_WHAT YOU SHOULD DO_
Determine the number of lines in the following entries that hold the word "lamp". Give only that number.

_MATERIAL TO PROCESS_

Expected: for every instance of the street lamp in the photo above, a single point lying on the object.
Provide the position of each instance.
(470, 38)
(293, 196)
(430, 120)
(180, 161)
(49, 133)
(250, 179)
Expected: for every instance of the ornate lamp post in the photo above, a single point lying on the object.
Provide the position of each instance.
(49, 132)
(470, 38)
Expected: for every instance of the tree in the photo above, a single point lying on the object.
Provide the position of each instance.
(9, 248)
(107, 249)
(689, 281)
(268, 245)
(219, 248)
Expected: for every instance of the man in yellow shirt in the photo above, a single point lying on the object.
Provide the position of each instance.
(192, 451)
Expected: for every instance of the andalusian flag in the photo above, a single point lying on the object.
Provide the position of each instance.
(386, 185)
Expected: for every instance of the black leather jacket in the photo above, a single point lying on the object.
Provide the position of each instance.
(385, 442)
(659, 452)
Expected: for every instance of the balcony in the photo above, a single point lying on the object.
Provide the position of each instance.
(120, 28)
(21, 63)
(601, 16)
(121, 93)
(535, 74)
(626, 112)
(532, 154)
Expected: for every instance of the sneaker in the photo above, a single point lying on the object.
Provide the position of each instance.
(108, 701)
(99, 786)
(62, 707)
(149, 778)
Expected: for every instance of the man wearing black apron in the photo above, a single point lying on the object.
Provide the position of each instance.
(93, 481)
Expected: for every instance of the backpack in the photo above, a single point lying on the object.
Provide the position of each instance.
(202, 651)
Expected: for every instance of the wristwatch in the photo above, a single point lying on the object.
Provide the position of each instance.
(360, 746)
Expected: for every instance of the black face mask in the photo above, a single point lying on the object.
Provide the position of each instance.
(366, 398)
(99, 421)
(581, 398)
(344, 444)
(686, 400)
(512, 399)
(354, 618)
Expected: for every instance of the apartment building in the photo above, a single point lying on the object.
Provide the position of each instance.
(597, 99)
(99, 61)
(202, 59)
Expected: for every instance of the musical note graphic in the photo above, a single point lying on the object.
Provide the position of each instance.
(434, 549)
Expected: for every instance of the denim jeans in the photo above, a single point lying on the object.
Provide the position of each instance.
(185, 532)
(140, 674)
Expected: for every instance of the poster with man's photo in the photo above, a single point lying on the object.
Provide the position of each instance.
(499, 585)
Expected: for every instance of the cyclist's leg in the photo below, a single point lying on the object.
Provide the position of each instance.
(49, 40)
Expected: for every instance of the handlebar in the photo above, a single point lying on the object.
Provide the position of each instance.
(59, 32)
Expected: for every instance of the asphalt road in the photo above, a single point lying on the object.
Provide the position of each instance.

_WRITTEN ANSWER_
2